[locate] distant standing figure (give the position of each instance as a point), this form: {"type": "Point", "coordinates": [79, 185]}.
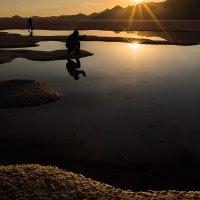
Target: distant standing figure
{"type": "Point", "coordinates": [30, 24]}
{"type": "Point", "coordinates": [73, 42]}
{"type": "Point", "coordinates": [73, 68]}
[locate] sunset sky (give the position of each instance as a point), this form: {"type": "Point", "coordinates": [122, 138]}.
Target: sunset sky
{"type": "Point", "coordinates": [27, 8]}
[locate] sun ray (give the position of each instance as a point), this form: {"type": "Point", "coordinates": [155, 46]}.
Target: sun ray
{"type": "Point", "coordinates": [132, 17]}
{"type": "Point", "coordinates": [157, 21]}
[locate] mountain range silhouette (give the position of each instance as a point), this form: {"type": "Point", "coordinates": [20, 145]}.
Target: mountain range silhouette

++++

— EXERCISE OBJECTIVE —
Your copy of the data above should match it exactly, except that pictures are left out.

— OUTPUT OF THE EXERCISE —
[locate] distant standing figure (give the position of each instance as a point), this form: {"type": "Point", "coordinates": [79, 185]}.
Target: distant standing figure
{"type": "Point", "coordinates": [30, 24]}
{"type": "Point", "coordinates": [73, 42]}
{"type": "Point", "coordinates": [73, 68]}
[locate] sunset sky (give the position of each instance as a point), this form: {"type": "Point", "coordinates": [122, 138]}.
Target: sunset sky
{"type": "Point", "coordinates": [27, 8]}
[locate] sun ray (give the position of each instance as a point), this form: {"type": "Point", "coordinates": [155, 46]}.
Target: sun ray
{"type": "Point", "coordinates": [132, 17]}
{"type": "Point", "coordinates": [157, 21]}
[locate] mountain range silhouette (give the position of each instance as a point), this form: {"type": "Point", "coordinates": [20, 145]}.
Target: mountain range silhouette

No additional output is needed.